§ Task brief:
Count the lines of the material below that contain the string "post", and give only that number.

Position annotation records

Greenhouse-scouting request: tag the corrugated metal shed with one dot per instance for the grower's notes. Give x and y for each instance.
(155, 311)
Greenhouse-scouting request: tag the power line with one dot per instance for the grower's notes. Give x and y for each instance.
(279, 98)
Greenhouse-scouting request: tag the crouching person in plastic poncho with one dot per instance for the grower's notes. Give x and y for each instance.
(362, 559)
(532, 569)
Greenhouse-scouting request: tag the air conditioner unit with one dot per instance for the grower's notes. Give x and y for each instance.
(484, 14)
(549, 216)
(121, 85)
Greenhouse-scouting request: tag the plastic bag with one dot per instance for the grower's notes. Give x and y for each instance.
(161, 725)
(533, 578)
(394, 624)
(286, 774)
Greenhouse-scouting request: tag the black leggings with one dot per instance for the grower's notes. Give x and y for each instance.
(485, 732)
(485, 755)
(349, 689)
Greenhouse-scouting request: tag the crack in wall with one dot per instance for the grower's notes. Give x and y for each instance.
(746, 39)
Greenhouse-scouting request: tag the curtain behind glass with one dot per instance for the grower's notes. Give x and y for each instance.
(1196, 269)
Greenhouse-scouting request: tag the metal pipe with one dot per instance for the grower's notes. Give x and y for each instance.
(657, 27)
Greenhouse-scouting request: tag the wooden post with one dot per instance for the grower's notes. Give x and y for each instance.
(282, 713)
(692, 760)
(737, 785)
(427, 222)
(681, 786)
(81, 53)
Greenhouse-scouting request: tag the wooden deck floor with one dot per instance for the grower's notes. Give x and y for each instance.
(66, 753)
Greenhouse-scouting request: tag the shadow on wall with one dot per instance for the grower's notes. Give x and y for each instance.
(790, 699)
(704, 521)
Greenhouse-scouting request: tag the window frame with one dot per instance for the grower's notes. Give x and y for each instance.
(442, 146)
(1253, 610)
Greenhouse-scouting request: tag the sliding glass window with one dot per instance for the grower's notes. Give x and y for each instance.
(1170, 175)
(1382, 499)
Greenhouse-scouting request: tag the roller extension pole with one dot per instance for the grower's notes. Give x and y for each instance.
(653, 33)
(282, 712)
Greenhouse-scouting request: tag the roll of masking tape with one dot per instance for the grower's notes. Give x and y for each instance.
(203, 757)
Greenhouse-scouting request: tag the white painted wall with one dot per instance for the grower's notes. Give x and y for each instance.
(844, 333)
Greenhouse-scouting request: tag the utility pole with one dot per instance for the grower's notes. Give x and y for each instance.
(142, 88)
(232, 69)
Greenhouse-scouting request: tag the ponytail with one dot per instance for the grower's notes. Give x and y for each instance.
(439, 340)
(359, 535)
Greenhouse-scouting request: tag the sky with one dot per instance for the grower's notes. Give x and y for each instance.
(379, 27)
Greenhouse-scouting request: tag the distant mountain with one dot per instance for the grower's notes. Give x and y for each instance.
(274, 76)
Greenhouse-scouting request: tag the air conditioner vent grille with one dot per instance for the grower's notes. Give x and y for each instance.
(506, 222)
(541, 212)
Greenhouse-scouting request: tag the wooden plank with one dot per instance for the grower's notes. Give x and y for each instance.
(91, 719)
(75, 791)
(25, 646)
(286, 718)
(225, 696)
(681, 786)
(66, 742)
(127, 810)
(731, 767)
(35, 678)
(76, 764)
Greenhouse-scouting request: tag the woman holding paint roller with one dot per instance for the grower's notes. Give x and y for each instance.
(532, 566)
* * *
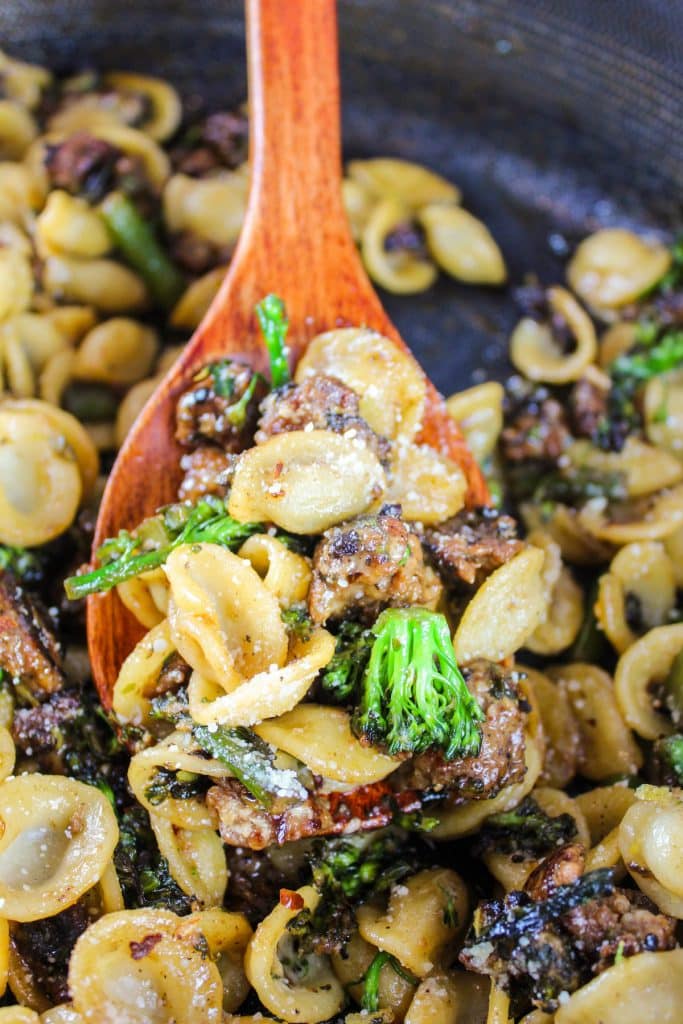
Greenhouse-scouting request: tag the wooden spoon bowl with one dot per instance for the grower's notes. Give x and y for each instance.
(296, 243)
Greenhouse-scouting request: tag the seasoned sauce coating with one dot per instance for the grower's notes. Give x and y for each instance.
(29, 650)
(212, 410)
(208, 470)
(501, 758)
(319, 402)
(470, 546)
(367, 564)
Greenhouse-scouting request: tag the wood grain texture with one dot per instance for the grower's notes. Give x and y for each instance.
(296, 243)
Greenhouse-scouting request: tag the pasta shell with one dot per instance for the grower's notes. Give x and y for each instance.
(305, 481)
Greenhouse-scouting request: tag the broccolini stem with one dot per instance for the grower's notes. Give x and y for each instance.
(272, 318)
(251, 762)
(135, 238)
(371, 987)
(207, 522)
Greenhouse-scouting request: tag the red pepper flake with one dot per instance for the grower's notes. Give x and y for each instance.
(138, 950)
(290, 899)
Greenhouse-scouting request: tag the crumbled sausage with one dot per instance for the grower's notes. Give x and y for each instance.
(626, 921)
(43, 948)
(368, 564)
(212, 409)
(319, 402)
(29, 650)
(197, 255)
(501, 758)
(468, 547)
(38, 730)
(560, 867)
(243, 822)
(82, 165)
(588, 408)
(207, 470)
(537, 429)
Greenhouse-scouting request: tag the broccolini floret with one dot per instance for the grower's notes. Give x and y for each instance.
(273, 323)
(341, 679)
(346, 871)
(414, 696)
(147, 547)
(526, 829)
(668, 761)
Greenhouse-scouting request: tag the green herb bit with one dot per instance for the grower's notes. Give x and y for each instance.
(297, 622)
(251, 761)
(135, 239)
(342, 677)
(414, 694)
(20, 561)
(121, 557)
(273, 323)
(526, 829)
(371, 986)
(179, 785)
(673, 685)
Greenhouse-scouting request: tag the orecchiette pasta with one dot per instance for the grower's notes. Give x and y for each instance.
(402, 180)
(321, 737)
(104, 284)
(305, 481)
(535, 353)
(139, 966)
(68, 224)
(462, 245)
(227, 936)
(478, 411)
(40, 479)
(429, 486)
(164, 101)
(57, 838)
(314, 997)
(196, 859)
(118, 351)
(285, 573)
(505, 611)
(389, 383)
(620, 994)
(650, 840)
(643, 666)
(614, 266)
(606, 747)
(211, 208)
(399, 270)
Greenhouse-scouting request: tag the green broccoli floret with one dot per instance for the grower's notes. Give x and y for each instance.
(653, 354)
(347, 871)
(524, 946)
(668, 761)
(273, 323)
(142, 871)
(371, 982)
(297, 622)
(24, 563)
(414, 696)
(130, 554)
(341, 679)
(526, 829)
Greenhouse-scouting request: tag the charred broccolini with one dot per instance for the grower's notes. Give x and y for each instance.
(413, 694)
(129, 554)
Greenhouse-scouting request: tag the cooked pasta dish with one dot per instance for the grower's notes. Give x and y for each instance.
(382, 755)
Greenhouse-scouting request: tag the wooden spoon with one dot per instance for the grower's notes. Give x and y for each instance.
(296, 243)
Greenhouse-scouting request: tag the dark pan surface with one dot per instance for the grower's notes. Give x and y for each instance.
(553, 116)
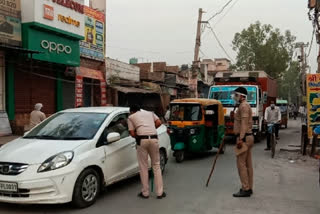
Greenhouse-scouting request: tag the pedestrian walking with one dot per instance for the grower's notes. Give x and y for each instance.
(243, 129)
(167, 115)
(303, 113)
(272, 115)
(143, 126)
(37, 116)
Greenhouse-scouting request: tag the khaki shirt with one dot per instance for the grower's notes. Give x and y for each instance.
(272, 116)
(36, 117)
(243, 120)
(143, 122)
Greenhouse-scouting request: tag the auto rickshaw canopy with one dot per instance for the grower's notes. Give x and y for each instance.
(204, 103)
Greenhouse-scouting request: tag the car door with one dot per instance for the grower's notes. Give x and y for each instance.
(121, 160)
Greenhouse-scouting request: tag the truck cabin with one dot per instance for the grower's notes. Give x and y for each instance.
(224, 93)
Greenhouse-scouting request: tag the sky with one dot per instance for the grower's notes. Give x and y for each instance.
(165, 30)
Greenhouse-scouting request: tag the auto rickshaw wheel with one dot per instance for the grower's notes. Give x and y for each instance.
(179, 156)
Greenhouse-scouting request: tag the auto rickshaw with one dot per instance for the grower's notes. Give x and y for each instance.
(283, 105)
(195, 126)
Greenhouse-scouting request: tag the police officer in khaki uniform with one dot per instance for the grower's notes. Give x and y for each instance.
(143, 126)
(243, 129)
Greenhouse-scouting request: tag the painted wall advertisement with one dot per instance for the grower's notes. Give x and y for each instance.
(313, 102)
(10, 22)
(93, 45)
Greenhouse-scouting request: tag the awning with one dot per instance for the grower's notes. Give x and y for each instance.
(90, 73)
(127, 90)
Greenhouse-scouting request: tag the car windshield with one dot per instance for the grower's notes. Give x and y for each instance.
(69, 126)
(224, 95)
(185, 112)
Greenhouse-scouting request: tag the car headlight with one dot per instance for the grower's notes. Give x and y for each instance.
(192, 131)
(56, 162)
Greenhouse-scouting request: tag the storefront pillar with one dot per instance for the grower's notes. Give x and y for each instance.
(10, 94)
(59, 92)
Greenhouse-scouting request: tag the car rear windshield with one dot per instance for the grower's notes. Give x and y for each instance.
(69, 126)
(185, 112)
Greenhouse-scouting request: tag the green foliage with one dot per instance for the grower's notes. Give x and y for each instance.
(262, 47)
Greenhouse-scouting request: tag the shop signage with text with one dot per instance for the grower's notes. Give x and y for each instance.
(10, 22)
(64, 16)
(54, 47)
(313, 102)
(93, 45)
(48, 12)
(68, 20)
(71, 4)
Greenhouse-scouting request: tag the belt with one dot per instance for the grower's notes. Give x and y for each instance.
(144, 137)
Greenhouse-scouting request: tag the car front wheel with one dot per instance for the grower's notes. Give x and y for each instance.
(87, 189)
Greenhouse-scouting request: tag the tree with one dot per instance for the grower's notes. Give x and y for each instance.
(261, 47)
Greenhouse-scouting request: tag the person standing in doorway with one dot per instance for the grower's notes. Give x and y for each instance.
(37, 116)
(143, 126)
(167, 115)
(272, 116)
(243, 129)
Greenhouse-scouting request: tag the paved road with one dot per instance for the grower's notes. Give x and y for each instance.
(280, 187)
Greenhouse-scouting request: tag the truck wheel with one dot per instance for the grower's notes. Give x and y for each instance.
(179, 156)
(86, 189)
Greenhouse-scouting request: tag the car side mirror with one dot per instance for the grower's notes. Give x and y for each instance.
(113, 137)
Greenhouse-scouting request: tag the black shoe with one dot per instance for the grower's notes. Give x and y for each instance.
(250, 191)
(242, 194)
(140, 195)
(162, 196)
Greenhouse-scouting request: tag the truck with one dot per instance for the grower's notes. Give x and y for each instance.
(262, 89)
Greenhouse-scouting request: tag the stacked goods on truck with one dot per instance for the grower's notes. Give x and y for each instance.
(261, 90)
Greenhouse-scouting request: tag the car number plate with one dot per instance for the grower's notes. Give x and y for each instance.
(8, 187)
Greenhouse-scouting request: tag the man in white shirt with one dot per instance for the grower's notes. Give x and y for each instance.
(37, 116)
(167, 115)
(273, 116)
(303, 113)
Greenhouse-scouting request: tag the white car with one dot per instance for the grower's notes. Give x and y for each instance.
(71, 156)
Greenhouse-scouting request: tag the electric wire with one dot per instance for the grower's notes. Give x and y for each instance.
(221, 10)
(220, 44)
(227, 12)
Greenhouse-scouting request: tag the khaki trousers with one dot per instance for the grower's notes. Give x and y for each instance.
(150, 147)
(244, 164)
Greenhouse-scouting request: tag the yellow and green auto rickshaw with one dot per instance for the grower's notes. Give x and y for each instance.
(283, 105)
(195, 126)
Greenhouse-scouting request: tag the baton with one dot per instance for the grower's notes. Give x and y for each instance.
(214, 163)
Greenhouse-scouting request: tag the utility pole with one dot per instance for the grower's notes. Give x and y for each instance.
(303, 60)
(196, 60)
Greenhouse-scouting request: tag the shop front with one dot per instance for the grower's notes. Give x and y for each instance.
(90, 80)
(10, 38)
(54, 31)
--
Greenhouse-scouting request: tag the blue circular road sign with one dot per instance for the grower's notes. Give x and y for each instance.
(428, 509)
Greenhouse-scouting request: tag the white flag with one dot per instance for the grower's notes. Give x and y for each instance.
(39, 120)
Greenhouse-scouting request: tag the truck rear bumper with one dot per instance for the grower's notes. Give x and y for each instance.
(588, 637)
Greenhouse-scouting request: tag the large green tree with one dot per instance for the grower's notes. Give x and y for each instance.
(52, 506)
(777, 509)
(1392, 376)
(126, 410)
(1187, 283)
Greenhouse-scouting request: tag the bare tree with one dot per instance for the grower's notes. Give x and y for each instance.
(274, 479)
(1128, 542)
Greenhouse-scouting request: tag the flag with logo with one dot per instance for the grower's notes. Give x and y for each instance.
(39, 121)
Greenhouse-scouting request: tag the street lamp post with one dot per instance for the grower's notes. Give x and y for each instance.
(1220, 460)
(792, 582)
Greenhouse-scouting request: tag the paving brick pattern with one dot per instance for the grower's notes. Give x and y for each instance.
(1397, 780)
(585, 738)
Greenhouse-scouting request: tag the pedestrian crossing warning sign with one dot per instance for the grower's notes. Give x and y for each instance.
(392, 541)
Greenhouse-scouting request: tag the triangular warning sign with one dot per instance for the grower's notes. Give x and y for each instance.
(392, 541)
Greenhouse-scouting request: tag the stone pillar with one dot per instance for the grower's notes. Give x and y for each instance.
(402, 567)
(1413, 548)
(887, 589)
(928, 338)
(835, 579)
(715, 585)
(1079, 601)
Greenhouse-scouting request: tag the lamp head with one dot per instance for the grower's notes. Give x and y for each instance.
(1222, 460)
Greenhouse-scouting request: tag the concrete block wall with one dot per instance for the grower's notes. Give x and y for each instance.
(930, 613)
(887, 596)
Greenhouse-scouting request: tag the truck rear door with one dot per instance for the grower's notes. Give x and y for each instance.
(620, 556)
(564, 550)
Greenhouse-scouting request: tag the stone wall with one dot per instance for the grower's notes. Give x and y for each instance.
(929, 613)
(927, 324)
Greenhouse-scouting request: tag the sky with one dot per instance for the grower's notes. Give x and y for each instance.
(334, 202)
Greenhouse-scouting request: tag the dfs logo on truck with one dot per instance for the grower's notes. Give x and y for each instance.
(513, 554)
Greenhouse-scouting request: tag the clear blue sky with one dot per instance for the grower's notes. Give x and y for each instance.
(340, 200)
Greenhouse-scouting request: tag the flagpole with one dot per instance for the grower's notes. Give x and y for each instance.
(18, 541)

§ The response:
2